WORK TO BE COMPLETED =
Give the listing below as a two-column CSV with the header input,output. Use one row per item, putting its text in input and its answer in output, each as a single quoted field with line breaks replaced by spaces.

GIVEN RECORDS =
────
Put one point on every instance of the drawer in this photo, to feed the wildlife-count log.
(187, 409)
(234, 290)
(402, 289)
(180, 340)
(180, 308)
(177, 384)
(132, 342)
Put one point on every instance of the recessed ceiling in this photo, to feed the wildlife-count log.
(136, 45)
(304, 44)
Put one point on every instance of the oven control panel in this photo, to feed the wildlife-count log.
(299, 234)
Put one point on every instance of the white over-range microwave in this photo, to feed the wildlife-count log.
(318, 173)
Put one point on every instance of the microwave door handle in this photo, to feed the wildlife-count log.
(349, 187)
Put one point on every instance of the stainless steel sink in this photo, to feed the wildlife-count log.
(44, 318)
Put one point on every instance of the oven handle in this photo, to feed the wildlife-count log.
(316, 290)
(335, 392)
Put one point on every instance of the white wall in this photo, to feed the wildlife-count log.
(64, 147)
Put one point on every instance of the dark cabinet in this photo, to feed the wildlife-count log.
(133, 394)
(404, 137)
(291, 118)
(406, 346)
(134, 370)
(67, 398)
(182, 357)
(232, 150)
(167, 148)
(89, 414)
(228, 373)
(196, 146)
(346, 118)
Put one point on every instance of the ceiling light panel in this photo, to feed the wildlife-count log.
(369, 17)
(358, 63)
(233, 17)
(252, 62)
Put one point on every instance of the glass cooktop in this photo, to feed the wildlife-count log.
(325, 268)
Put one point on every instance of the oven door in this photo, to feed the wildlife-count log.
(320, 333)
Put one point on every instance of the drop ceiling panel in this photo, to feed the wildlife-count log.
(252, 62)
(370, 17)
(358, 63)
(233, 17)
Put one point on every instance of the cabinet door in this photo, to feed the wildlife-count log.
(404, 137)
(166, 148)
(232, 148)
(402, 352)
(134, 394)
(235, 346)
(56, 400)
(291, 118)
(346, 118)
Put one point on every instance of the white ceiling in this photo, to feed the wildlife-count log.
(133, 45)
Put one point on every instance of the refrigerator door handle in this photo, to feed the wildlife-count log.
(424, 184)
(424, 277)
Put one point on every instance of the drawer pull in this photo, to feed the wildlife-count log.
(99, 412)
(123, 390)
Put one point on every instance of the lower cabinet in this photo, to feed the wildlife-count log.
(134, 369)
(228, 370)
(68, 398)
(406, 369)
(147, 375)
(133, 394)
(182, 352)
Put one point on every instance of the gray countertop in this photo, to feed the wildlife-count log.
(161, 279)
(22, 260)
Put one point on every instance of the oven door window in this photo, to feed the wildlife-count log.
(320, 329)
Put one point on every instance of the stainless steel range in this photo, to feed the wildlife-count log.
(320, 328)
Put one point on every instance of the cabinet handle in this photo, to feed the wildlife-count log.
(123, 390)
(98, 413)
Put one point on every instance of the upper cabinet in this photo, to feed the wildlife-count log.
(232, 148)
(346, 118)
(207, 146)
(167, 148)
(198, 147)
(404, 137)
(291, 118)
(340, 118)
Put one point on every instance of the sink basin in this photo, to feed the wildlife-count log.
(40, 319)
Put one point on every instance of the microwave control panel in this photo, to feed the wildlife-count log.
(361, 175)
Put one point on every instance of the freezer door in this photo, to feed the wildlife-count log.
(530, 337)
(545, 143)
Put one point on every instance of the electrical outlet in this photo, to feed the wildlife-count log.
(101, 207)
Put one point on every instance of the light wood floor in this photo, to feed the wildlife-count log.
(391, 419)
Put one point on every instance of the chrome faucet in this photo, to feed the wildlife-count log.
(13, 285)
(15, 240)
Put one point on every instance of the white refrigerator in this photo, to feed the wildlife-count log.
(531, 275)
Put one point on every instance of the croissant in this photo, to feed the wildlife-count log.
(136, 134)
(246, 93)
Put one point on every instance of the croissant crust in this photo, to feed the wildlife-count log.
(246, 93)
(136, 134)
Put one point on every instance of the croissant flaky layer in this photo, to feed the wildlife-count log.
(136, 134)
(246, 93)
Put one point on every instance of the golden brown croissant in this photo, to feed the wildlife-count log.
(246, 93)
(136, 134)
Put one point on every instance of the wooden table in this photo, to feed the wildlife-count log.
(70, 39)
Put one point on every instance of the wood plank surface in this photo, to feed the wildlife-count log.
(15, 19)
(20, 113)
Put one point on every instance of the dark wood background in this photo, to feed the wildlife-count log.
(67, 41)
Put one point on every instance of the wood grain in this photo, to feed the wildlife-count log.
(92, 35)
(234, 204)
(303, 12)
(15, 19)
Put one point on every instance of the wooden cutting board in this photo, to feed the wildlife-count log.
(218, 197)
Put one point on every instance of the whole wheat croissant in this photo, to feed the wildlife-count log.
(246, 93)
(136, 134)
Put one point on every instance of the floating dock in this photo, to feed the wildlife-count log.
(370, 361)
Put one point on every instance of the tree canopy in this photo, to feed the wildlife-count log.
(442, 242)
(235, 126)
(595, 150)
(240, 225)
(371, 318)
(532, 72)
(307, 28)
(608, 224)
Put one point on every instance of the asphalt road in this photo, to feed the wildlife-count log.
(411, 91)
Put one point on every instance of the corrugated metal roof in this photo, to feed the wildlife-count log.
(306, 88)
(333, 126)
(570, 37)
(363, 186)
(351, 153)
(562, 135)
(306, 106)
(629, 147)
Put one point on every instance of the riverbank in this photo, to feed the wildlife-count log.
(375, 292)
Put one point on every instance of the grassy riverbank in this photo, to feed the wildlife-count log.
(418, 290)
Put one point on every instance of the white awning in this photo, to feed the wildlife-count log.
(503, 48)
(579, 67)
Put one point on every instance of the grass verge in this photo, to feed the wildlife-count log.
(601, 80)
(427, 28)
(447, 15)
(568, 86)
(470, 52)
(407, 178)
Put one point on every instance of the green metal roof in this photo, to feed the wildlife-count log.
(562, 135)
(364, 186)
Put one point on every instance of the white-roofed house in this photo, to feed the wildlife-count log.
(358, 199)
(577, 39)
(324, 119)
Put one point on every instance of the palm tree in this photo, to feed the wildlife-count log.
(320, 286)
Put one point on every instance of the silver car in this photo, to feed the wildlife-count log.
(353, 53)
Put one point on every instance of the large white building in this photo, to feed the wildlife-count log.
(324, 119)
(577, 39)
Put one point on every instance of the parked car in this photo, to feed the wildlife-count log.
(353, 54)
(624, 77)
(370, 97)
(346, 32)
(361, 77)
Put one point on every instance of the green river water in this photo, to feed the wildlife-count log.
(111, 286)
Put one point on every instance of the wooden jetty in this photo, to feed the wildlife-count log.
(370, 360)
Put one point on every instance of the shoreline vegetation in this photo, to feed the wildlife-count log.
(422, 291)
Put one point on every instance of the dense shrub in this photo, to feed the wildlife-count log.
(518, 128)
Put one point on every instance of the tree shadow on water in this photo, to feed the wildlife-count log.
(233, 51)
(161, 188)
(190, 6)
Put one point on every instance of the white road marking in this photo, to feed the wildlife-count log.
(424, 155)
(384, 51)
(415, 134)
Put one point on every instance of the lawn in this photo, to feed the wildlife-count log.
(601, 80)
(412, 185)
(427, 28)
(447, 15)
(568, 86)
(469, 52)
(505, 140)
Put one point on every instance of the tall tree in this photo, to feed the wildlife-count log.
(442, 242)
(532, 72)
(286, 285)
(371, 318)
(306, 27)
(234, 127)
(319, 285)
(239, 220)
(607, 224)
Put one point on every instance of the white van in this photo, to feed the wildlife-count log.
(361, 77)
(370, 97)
────
REPLY =
input,output
"Put one point on every instance of the drawer in this photo, to feed the wildlife-count log.","(187, 409) (234, 290) (402, 289) (180, 340) (180, 308) (177, 384) (132, 342)"
"Put one point on every instance of the recessed ceiling in this photo, to feed the wildlife-count log.","(136, 45) (304, 44)"
"Put one point on every instance of the oven control panel in this photo, to feed the wildlife-count log.","(299, 234)"
"Put one point on every instance of the white over-range microwave in this photo, to feed the wildlife-count log.","(318, 173)"
"Put one point on every instance of the microwave door handle in this photo, to feed the wildlife-count log.","(349, 187)"
"Put one point on every instance of the stainless steel sink in this photo, to feed the wildlife-count log.","(44, 318)"
"Put one point on every instance of the oven handle in this photo, to feed the wildlife-count log.","(316, 290) (335, 392)"
"Put one point on every instance of the white wall in this photo, to feed the wildlife-count log.","(64, 147)"
"Put one point on every instance of the dark cabinet in this photo, to feed the wildlife-count log.","(133, 394) (404, 137) (291, 118) (406, 346) (134, 370) (67, 398) (182, 357) (232, 150) (167, 148) (89, 414) (228, 373) (196, 146) (346, 118)"
"Put one point on every instance of the ceiling light panel in this photo, to feed the wildlife-count log.","(369, 17) (358, 63) (233, 17) (252, 62)"
"Put one point on every instance of the glass cooktop in this photo, to feed the wildlife-count log.","(325, 268)"
"Put one point on every instance of the oven door in this photo, to feed the wildlife-count log.","(320, 333)"
"Put one point on every instance of the drop ceiling panel in this photo, to feed the wildlife-count log.","(252, 62) (370, 17) (358, 63) (233, 17)"
"Put one point on every instance of the cabinet door in this photo, to feed the wildlife-count log.","(404, 137) (166, 148) (232, 148) (402, 352) (134, 394) (235, 346) (56, 400) (291, 118) (346, 118)"
"Put one point on every instance of the white ceiling in this photo, to feed the wildlife-count log.","(133, 45)"
"Put one point on every instance of the refrigerator door handle in this photo, to feed the wildlife-count log.","(424, 184) (424, 277)"
"Put one point on every instance of the drawer pull in this photo, to feed the wildlife-count log.","(99, 412) (123, 390)"
"Put one point on every instance of the lower cabinet in this photo, to feed the wildlife-count log.","(134, 369) (228, 370) (68, 398) (406, 369) (147, 375) (133, 394) (182, 352)"
"Put one point on every instance of the gray countertop in this photo, to feed the wildlife-count log.","(161, 279) (22, 260)"
"Put one point on every instance of the oven door window in this photo, to feed the wildlife-count log.","(320, 329)"
"Put one point on every instance of the stainless steel range in this photo, to feed the wildlife-count log.","(320, 328)"
"Put one point on every instance of the cabinet handle in this photo, to feed the wildlife-count log.","(123, 390) (98, 413)"
"Put one point on every instance of the upper cabinet in this photo, to feed the wildlife-count log.","(232, 148) (346, 118) (207, 146) (167, 148) (198, 147) (404, 137) (291, 118) (340, 118)"
"Put one point on every instance of the sink basin in this photo, to feed the wildlife-count log.","(40, 319)"
"Put one point on every instance of the microwave control panel in this photo, to feed the wildlife-count log.","(361, 175)"
"Put one point on every instance of the freezer door in this photo, to feed the wildlife-count log.","(530, 337) (545, 143)"
"Put one point on every instance of the electrical outlet in this photo, to feed the wildlife-count log.","(101, 207)"
"Put one point on every instance of the light wood floor in this photo, to feed the wildlife-count log.","(391, 419)"
"Put one point on every instance of the chrome faucet in this photo, to feed the wildlife-count log.","(13, 285) (15, 240)"
"Put one point on every instance of the white refrigerator in this photo, to feed the wildlife-count log.","(531, 275)"
"Put one point on every instance of the croissant in this photo, to feed the wildlife-count log.","(136, 134) (246, 93)"
"Put one point on every instance of the croissant crust in this photo, to feed the wildlife-count log.","(246, 93) (136, 134)"
"Put one point on every instance of the croissant flaky layer in this photo, to feed the wildlife-count log.","(136, 134) (246, 93)"
"Put one point on every instance of the golden brown croissant in this photo, to feed the wildlife-count log.","(246, 93) (136, 134)"
"Put one point on every instance of the wooden table in this photo, to feed the wildlife-count log.","(70, 39)"
"Put one point on every instance of the wood plank surface in this photo, to feed the wildlife-count log.","(15, 19) (20, 113)"
"Put one point on every instance of the dark wood background in this photo, to feed the wildlife-count log.","(67, 41)"
"Put one point on every instance of the wood grain in this photo, to feed the wildlife-count log.","(92, 35) (234, 204) (303, 12) (15, 19)"
"Put one point on every instance of the wooden cutting board in this photo, to feed the wildlife-count log.","(218, 197)"
"Put one point on every instance of the whole wheat croissant in this photo, to feed the wildlife-count log.","(246, 93) (136, 134)"
"Put one point on every instance of the floating dock in this photo, to feed the wildlife-count log.","(370, 361)"
"Put one point on every instance of the tree canopy in this photo, to feed the wildlife-count log.","(442, 242) (235, 126) (595, 150) (240, 225) (371, 318) (532, 72) (307, 28) (608, 224)"
"Put one point on every instance of the asphalt road in this photo, to feed the wildlife-count log.","(411, 91)"
"Put one point on every instance of the corrugated metal roof in this photo, to feed the wildlife-count log.","(306, 88) (333, 126) (570, 37) (363, 186) (351, 153) (562, 135) (306, 106) (629, 147)"
"Put one point on every instance of the riverbank in this photo, to feed the wildlife-count log.","(375, 292)"
"Put one point on every instance of the grassy riverbank in this photo, to feed the wildlife-count log.","(418, 290)"
"Put one point on every instance of the white awning in this photo, to feed the wildlife-count log.","(503, 48) (579, 67)"
"Put one point on every instance of the grass verge in this photo, to feed the wildlife-count log.","(601, 80) (427, 28) (447, 15) (568, 86) (470, 52) (407, 178)"
"Put one point on every instance of the green metal roof in this photo, to feed the wildlife-count log.","(562, 135) (364, 186)"
"Put one point on every instance of the white-roofed house in this photo, to feed the wildlife-count log.","(358, 199) (577, 39) (324, 119)"
"Put one point on every instance of the palm tree in this photo, to feed the wildlife-count log.","(320, 286)"
"Put one point on every instance of the silver car in this photo, to feed the wildlife-count log.","(353, 53)"
"Put one point on every instance of the large white building in this photo, to feed the wildlife-count log.","(324, 119) (577, 39)"
"Put one point on every instance of the parked car in this photo, to feed the wildlife-count log.","(353, 54) (624, 77) (370, 97) (346, 32) (361, 77)"
"Put one point on every instance of the green river water in this photo, to feed the wildlife-count log.","(111, 286)"
"Put one point on every instance of the wooden jetty in this photo, to feed the wildlife-count log.","(370, 360)"
"Put one point on every instance of the shoreline vegetation in this photo, to feed the wildlife-count log.","(422, 291)"
"Put one point on every instance of the dense shrub in this photo, to feed the wildlife-count log.","(518, 128)"
"Put one point on every instance of the tree shadow on water in this photo, to feed the wildlife-count log.","(233, 51) (161, 188) (190, 6)"
"Put one point on every instance of the white road marking in this photo, to feed the wildlife-count log.","(424, 155) (384, 51) (415, 134)"
"Put one point on every instance of the lawn in this photo, to feed the wildlife-count log.","(601, 80) (412, 185) (427, 28) (447, 15) (568, 86) (469, 52) (505, 140)"
"Put one point on every instance of the tall tree in this photo, to feed the wildlife-count log.","(442, 242) (532, 72) (286, 285) (371, 318) (306, 27) (234, 127) (319, 285) (239, 220) (607, 224)"
"Put one point on every instance of the white van in this photo, to feed the wildlife-count log.","(361, 77) (370, 97)"